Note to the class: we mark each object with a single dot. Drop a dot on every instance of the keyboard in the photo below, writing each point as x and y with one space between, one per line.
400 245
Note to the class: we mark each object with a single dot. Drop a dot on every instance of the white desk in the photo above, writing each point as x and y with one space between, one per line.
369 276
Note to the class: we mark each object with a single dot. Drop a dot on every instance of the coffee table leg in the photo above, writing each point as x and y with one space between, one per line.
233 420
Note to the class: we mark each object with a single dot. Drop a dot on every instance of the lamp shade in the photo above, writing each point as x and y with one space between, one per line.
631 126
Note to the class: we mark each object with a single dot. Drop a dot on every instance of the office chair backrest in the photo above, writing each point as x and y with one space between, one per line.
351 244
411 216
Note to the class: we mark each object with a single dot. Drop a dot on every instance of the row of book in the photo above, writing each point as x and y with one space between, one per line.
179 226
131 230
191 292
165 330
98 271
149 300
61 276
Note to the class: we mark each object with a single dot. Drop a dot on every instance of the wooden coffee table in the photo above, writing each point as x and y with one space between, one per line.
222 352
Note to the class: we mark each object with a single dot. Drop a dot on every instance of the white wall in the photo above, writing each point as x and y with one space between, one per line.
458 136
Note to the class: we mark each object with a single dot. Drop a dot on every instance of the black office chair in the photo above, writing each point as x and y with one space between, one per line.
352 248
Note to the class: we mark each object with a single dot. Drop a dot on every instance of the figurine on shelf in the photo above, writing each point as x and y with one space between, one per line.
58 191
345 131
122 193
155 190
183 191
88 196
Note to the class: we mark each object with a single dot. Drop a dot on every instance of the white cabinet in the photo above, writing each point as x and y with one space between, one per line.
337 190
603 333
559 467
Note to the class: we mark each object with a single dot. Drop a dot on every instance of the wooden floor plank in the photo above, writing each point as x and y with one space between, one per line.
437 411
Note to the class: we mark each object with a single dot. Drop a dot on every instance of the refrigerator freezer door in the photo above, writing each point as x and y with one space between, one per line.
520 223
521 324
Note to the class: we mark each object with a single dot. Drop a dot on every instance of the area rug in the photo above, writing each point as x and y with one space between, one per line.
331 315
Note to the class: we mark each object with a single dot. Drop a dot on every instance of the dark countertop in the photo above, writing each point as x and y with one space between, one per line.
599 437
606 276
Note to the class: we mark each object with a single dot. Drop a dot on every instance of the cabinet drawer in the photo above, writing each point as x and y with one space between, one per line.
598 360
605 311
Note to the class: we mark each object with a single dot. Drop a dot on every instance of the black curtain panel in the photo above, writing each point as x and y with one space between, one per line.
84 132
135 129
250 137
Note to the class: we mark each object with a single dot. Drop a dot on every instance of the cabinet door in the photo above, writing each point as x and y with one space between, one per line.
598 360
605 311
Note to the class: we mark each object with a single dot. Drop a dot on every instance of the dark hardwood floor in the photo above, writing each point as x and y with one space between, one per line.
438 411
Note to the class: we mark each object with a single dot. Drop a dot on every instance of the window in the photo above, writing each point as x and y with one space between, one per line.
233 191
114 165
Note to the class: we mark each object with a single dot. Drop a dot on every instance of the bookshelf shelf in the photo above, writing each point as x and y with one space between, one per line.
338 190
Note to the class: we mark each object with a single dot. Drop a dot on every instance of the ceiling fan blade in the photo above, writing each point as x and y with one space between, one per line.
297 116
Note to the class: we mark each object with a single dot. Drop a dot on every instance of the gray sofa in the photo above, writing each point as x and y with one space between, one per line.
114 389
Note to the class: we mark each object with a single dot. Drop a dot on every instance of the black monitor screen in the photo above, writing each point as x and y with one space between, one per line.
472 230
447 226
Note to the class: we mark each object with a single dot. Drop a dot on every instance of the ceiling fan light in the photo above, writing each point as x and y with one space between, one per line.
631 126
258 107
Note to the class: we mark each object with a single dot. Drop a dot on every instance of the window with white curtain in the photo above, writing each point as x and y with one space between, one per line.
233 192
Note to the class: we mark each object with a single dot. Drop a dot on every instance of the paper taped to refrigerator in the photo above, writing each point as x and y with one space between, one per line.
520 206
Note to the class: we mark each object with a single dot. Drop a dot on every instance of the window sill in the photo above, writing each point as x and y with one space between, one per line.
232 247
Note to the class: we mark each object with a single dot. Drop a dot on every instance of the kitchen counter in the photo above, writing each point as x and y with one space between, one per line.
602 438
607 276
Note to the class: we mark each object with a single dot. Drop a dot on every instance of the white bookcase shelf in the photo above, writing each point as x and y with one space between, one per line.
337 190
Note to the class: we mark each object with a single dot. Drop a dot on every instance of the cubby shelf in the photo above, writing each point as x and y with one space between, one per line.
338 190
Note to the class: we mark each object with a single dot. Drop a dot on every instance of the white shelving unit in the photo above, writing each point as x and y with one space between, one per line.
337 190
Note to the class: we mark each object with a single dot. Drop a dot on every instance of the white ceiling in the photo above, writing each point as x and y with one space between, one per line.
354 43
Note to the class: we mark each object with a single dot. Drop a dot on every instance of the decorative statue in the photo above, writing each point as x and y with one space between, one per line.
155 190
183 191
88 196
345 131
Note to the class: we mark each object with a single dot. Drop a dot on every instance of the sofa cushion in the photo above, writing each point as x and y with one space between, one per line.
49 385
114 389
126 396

────

Written task: Each line of the listing above should be output exactly.

The result:
Note to the class: we mark each object with a single dot. Drop a dot on every instance of the keyboard in the photo below, writing each point as x and y with one space between, one per line.
400 245
Note to the class: we mark each object with a single dot. Drop a dot on every instance of the white desk in the photo above, writing each point as x and y with one space between, one per line.
369 276
Note to the class: we mark each object with a single dot. Drop a dot on every instance of the coffee table leg in the photo above, writing each point as x and y with one space between, one per line.
233 420
Note to the class: we mark each object with a single dot. Drop a dot on every instance of the lamp shade in the photo above, writing each point as x and y with one space between, one per line.
631 126
Note to the class: we mark each object with a single dot. Drop a dot on every instance of the office chair backrest in the photo above, writing each point as x and y with one space between, one per line.
351 244
411 216
Note to the class: we mark each object with a single dot. Drop a dot on every instance of the row of book in the photo above, writing each point as x and y with one space between, one per line.
179 226
131 230
191 292
165 330
98 271
149 300
61 276
Note to the class: we mark each object with a single dot. Drop a dot on every instance of the wooden coffee table in the photo above, writing each point as x and y with one space between, one per line.
222 352
Note to the class: we mark each object with a single dot. Drop a dot on every instance of the white wall in the photo above, writing each point as x and y with one space between, one per line.
458 136
Note to the class: we mark each object with a single dot. Drop a dot on every instance of the black office chair in the photo above, writing each point as x and y with one space between, one per line.
352 248
Note to the class: we mark each object with a single dot. Drop a dot on every instance of the figurine on shelf in the photo above, writing each point as x and y with one space between, one per line.
58 191
345 131
122 193
155 190
183 191
88 196
Note to the class: we mark each object with a single dot. Drop a dot on every instance of the white cabinet in the photo above, writing each point as x and y with one space between, one per line.
337 190
603 333
559 467
Note to the class: we mark each object with a single dot. Drop a dot on every instance of the wooden floor plank in the photo above, writing each point as x and y with one space between, one per line.
437 411
Note to the class: we mark each object with a single dot. Drop a dot on every instance of the refrigerator freezer door in the photo above, writing each point as x and y with one space between, one per line.
520 223
521 324
Note to the class: we mark each object with a single dot. Drop a dot on every instance of the area rug in the photo above, writing each point as x and y with one space between, one per line.
331 315
Note to the class: we mark each object with a single dot. Drop a dot on every instance of the dark countertop in the photo above, writing each point as x and y with one space between, one per line.
599 437
606 276
Note to the class: we mark each object with a single dot. Drop a dot on every instance of the cabinet drawer in the photo above, writing each point as x and y with one space between, one per line.
598 360
605 311
Note to the class: we mark each object with a single dot. Drop a dot on every instance of the black curtain panel in the photo above, writing each point as x and y with one space between, one per line.
84 132
135 129
250 137
Note to the class: we mark each object with a single dot. Drop a dot on every instance of the cabinet door in the photo above, writing each point as x and y with one space between, one per line.
598 360
605 311
Note to the class: we mark each object with a single dot. Drop a dot on every instance of the dark hardwood floor in the photo above, writing each point as x and y with one space between, one per line.
438 411
Note to the class: we mark each object with a single dot. Drop a dot on every instance of the window in the photo above, writing each point as x and y with one space between, one per line.
233 191
114 165
Note to the class: we mark each object with a single dot. Drop a dot on every instance of the bookshelf shelf in the photo above, writing each point as x and y with one space between, one per line.
338 190
Note to the class: we mark each object with a single dot. Drop a dot on every instance of the ceiling fan blade in the photo above, writing each point as x and y with one space between, one per line.
297 116
Note to the class: we mark each object with a single dot. Drop a dot on every instance of the gray sofa in the photo above, writing each point as x and y with one space between, one per line.
114 389
Note to the class: we mark each object with a single dot. Drop a dot on every instance of the black monitor screen in the photo above, writing each point as x and y with one space between, one per line.
472 230
447 226
Note to the class: we mark each object with a single dot. Drop a dot on every instance of the ceiling fan light in the photo above, writing each point as x and y with one space between, one per line.
631 126
258 107
Note to the class: we mark each object with a single dot. Drop a dot on every instance of the window with white curtain in the photo above, writing each point as x and y with one space between, one per line.
233 192
Note to the class: we mark each object with a single dot. Drop a dot on every instance of the paper taped to refrigerator in the photo above, writing each point as x and y with one space between, one per line.
520 206
Note to the class: we mark each object with a single dot. Drop a dot on every instance of the window sill in the photo above, writing each point as x and y with one space between, one per line.
232 247
Note to the class: we mark each object with a single dot. Drop a dot on every instance of the kitchen counter in the photo above, writing each point as x and y with one space between, one per line.
602 438
607 276
Note to the class: we mark each object with a single dot. Drop a dot on every instance of the white bookcase shelf in the photo above, writing each point as x and y with one space between, one per line.
337 190
Note to the class: we mark each object with a single dot. Drop a dot on every instance of the cubby shelf in the photo above, writing each point as x and y with one space between, one per line.
338 190
Note to the class: we mark each object with a single dot. Drop a dot on every instance of the white shelving unit in the photo above, writing each point as x and y with one space between, one per line.
337 190
Note to the class: we mark each object with a single dot. Drop a dot on every instance of the white ceiling in the photo above, writing each point as x and y with one space between, one per line.
354 43
Note to the class: we mark each object with a single dot. Drop a dot on every instance of the decorative statue in the photo above, writing each point as x and y with one space between, one per line.
155 190
183 191
88 196
345 131
Note to the class: we mark each object with a single dot. Drop a dot on every instance of the sofa cushion in the photo above, writing each point as x and y with one space between, one per line.
49 385
114 389
126 396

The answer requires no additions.